RECORDS PROVIDED

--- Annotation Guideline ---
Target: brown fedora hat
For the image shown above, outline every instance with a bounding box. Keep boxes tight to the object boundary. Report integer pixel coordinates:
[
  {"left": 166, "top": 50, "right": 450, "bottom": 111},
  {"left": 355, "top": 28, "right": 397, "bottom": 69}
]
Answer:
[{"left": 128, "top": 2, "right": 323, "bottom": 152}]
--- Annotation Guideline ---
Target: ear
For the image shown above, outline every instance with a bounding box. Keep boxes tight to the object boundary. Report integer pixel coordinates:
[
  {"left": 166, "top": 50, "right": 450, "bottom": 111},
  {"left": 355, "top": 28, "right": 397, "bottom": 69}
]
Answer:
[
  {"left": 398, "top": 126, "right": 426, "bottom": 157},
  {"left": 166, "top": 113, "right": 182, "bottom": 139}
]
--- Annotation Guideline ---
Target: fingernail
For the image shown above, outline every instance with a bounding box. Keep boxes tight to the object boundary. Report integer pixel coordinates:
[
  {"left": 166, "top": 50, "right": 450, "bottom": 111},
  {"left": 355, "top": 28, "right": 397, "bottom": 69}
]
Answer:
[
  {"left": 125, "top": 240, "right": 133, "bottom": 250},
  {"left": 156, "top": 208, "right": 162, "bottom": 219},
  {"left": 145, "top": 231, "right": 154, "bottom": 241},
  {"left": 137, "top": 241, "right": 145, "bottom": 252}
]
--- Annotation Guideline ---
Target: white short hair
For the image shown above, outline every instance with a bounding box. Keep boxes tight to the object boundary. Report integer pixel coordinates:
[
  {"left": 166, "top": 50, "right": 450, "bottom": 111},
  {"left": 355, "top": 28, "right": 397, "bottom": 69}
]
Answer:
==
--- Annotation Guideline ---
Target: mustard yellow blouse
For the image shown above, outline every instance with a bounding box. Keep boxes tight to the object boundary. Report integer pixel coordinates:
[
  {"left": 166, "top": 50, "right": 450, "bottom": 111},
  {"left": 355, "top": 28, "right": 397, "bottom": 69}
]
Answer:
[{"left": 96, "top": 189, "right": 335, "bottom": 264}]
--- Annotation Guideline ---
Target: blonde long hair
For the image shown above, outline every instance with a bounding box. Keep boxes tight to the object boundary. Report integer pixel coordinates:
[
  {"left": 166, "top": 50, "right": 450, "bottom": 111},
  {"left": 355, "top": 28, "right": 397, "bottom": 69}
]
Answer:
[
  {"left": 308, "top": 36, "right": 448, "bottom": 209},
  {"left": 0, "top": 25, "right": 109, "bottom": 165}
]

PROBLEM DESCRIPTION
Please return every line from the records that contains the string "Target", copied in full. Case counts.

EXPECTED ANSWER
Target: brown fedora hat
Target: ear
Target: fingernail
Target: white short hair
Target: mustard yellow blouse
Target: blonde long hair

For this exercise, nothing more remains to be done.